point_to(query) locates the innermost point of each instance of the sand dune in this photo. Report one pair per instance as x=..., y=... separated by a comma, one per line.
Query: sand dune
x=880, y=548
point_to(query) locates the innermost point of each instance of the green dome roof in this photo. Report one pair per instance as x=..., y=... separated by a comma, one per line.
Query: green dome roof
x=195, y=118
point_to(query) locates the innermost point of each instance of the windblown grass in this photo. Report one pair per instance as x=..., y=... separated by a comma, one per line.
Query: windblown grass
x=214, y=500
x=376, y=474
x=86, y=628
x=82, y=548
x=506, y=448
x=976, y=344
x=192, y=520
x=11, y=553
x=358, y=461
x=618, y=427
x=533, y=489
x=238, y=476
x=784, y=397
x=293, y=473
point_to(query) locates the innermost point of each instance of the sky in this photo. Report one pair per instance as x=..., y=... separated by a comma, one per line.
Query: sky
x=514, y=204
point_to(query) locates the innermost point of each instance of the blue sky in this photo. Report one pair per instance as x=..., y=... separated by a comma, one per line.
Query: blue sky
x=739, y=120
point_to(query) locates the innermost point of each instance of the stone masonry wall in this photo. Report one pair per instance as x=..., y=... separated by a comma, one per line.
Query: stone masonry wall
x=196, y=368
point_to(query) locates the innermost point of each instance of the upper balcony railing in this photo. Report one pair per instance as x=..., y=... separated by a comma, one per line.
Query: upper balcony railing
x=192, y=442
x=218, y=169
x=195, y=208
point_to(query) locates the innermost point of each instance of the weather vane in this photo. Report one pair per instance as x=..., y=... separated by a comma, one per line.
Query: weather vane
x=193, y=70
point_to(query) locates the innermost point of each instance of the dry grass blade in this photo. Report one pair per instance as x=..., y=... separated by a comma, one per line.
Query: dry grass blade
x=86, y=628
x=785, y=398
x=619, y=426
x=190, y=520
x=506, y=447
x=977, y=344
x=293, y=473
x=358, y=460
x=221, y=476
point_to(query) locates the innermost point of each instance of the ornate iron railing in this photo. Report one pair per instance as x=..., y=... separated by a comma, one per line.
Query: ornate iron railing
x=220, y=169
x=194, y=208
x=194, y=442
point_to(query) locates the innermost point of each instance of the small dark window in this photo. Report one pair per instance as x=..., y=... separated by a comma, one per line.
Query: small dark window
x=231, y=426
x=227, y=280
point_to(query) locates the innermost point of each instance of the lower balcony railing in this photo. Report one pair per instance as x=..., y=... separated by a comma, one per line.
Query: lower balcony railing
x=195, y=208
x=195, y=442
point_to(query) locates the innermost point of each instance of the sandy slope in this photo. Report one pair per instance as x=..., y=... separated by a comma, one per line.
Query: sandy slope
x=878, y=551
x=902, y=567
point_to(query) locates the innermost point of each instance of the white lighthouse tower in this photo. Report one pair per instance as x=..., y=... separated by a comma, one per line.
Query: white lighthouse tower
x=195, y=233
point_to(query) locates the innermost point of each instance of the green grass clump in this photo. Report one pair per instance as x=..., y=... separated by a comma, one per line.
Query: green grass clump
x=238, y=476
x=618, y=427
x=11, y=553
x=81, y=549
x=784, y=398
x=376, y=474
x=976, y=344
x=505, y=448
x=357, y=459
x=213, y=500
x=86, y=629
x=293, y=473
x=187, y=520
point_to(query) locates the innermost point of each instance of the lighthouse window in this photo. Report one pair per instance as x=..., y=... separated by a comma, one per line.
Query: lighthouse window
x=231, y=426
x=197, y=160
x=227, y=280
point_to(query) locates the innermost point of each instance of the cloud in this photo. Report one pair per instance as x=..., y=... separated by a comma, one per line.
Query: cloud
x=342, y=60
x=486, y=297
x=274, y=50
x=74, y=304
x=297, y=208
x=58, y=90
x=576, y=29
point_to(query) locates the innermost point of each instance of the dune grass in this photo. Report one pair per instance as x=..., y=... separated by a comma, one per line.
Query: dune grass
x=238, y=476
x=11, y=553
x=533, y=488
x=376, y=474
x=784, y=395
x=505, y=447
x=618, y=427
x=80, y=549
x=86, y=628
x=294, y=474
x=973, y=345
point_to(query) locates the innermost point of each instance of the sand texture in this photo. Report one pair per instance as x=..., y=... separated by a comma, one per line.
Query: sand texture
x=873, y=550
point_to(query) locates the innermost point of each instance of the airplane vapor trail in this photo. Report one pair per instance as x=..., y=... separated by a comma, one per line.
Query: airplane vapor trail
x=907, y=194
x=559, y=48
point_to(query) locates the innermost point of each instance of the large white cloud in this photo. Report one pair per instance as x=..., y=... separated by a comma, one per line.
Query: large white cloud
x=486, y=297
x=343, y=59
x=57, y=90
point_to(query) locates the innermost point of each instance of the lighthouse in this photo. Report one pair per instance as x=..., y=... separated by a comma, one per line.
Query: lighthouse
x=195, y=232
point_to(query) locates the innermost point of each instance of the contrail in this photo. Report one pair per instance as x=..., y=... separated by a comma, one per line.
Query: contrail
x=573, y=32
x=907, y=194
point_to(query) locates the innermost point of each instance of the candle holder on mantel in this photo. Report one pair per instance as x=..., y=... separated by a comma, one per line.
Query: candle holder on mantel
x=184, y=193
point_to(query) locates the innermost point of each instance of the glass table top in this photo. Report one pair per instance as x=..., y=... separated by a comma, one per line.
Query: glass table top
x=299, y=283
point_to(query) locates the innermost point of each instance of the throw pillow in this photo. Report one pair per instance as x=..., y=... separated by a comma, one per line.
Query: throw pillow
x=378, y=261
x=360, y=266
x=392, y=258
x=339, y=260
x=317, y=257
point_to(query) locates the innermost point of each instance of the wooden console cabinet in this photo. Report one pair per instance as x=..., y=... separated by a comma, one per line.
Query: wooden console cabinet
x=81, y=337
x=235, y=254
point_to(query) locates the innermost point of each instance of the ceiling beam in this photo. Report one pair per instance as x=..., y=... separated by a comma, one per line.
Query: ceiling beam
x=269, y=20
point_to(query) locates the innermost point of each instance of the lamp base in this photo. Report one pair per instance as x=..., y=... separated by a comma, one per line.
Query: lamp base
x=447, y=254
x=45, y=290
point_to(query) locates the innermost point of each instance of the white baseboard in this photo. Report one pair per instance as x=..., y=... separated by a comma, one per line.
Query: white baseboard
^^^^^^^^^^^^^^^^
Task prompt: Format these records as a JSON list of strings, with each line as its own string and blank lines omitted.

Expected answer:
[
  "point_to(query) locates the innermost point of each instance of the sand dune in this photo. Report one pair per instance as x=..., y=... separated by a comma, one per line.",
  "Query: sand dune",
  "x=880, y=548",
  "point_to(query) locates the innermost point of each instance of the green dome roof in this photo. Report one pair per instance as x=..., y=... separated by a comma, one per line.",
  "Query: green dome roof",
  "x=195, y=118",
  "point_to(query) locates the innermost point of each instance of the windblown grass in this photo. Report one pair per instance as x=..., y=... separated by a comma, one per line.",
  "Query: windblown grass",
  "x=214, y=500",
  "x=376, y=474",
  "x=86, y=628",
  "x=82, y=548",
  "x=506, y=448",
  "x=976, y=344",
  "x=192, y=520",
  "x=11, y=553",
  "x=358, y=461",
  "x=618, y=427",
  "x=533, y=489",
  "x=238, y=476",
  "x=784, y=397",
  "x=293, y=473",
  "point_to(query) locates the innermost point of each instance of the sky in this photo. Report one pair per instance as x=..., y=... separated by a comma, one per line.",
  "Query: sky",
  "x=514, y=204",
  "point_to(query) locates the innermost point of each instance of the blue sky in this photo. Report one pair per instance as x=..., y=... separated by a comma, one per line.",
  "Query: blue sky",
  "x=739, y=120",
  "point_to(query) locates the innermost point of each instance of the stone masonry wall in this photo. Report one pair per instance as x=..., y=... separated by a comma, one per line.",
  "Query: stone masonry wall",
  "x=196, y=368",
  "point_to(query) locates the innermost point of each instance of the upper balcony railing in this photo. Report one pair per instance as x=..., y=... separated by a comma, one per line.",
  "Query: upper balcony railing",
  "x=192, y=442",
  "x=218, y=169",
  "x=195, y=208",
  "point_to(query) locates the innermost point of each instance of the weather vane in this photo. Report one pair per instance as x=..., y=... separated by a comma, one per line.",
  "Query: weather vane",
  "x=193, y=70",
  "point_to(query) locates the innermost point of each instance of the dry grass blade in this photo. Report one pair per instance as x=..., y=... separated by a comma, one per line.",
  "Query: dry grass blade",
  "x=86, y=628",
  "x=785, y=398",
  "x=619, y=426",
  "x=190, y=520",
  "x=506, y=447",
  "x=977, y=344",
  "x=293, y=473",
  "x=358, y=460",
  "x=221, y=476",
  "point_to(query) locates the innermost point of each instance of the ornate iron railing in this photo. Report one pair per instance as x=..., y=... separated by a comma, one per line.",
  "Query: ornate iron railing",
  "x=220, y=169",
  "x=194, y=208",
  "x=194, y=442",
  "point_to(query) locates the innermost point of each instance of the small dark window in this photo. Report one pair per instance as x=..., y=... separated by a comma, one per line.",
  "Query: small dark window",
  "x=231, y=426",
  "x=227, y=280",
  "point_to(query) locates the innermost point of each instance of the lower balcony railing in this photo. Report one pair per instance as x=..., y=... separated by a comma, one per line.",
  "Query: lower balcony railing",
  "x=195, y=208",
  "x=195, y=442",
  "point_to(query) locates the innermost point of each instance of the sandy slope in this photo. Report one pair per instance as x=..., y=... separated by a comma, one per line.",
  "Query: sandy slope",
  "x=878, y=551",
  "x=902, y=567",
  "point_to(query) locates the innermost point of each instance of the white lighthouse tower in this photo. Report one pair per instance as x=..., y=... separated by a comma, one per line.",
  "Query: white lighthouse tower",
  "x=195, y=233",
  "point_to(query) locates the innermost point of each instance of the green grass clump in this photo. Report one pair per instance as x=..., y=... separated by a comma, one per line.",
  "Query: green grass clump",
  "x=238, y=476",
  "x=618, y=427",
  "x=11, y=553",
  "x=81, y=549",
  "x=784, y=398",
  "x=376, y=474",
  "x=976, y=344",
  "x=505, y=448",
  "x=357, y=459",
  "x=213, y=500",
  "x=86, y=629",
  "x=293, y=473",
  "x=187, y=520",
  "point_to(query) locates the innermost point of each instance of the lighthouse window in this photo. Report one pair per instance as x=..., y=... separated by a comma, one per line.",
  "Query: lighthouse window",
  "x=231, y=426",
  "x=197, y=160",
  "x=227, y=280",
  "point_to(query) locates the innermost point of each instance of the cloud in this photo. Report one pair per instance as x=..., y=... separated by a comma, one per line.",
  "Query: cloud",
  "x=342, y=60",
  "x=486, y=297",
  "x=274, y=50",
  "x=74, y=304",
  "x=297, y=208",
  "x=58, y=90",
  "x=576, y=29",
  "point_to(query) locates the innermost point of each instance of the dune grass in this photo. Report one pair per instance as x=..., y=... separated by a comma, one per line.",
  "Query: dune grass",
  "x=238, y=476",
  "x=11, y=553",
  "x=533, y=488",
  "x=376, y=474",
  "x=784, y=395",
  "x=505, y=447",
  "x=618, y=427",
  "x=80, y=549",
  "x=86, y=628",
  "x=294, y=474",
  "x=973, y=345",
  "point_to(query) locates the innermost point of each instance of the sand texture in this photo. Report one pair per instance as x=..., y=... separated by a comma, one per line.",
  "Query: sand texture",
  "x=873, y=550",
  "point_to(query) locates the innermost point of each instance of the airplane vapor trail in this photo. Report one pair per instance as x=..., y=... separated by a comma, one per line.",
  "Query: airplane vapor trail",
  "x=907, y=194",
  "x=559, y=48",
  "point_to(query) locates the innermost point of each instance of the large white cloud in this photo. Report one pair per instance as x=..., y=... separated by a comma, one per line.",
  "Query: large white cloud",
  "x=486, y=297",
  "x=343, y=59",
  "x=57, y=90",
  "point_to(query) locates the innermost point of each instance of the lighthouse in this photo. Report one pair per instance as x=..., y=... separated by a comma, one per line.",
  "Query: lighthouse",
  "x=195, y=232",
  "point_to(query) locates the innermost point of each instance of the contrail in this photo. Report one pair per instance as x=..., y=... separated by a comma, one per line.",
  "Query: contrail",
  "x=573, y=32",
  "x=907, y=194",
  "point_to(query) locates the innermost point of each instance of the candle holder on mantel in this photo. Report one pair per instance as x=..., y=... separated by a comma, one per line.",
  "Query: candle holder on mantel",
  "x=184, y=193",
  "point_to(query) locates the innermost point of each instance of the glass table top in this photo. Report one pair per instance as x=..., y=... separated by a comma, one per line.",
  "Query: glass table top",
  "x=299, y=283",
  "point_to(query) locates the innermost point of each instance of the throw pillow in this photo. Report one pair per instance as x=..., y=... separated by a comma, one per line.",
  "Query: throw pillow",
  "x=378, y=261",
  "x=360, y=266",
  "x=392, y=258",
  "x=339, y=260",
  "x=317, y=257",
  "point_to(query) locates the innermost point of each instance of the wooden console cabinet in this photo. Report one pair per instance as x=..., y=... separated by a comma, one per line.",
  "Query: wooden console cabinet",
  "x=81, y=337",
  "x=235, y=254",
  "point_to(query) locates the innermost point of each instance of the ceiling beam in this photo. Report one pair per instance as x=..., y=... separated by a comma, one per line.",
  "Query: ceiling beam",
  "x=269, y=20",
  "point_to(query) locates the innermost point of each instance of the lamp base in this photo. Report one pair per instance as x=..., y=... separated by a comma, one per line.",
  "Query: lamp base",
  "x=447, y=254",
  "x=45, y=290",
  "point_to(query) locates the innermost point of each instance of the white baseboard in this photo. Report one pair per instance as x=..., y=... separated by a comma, one per line.",
  "Query: white baseboard"
]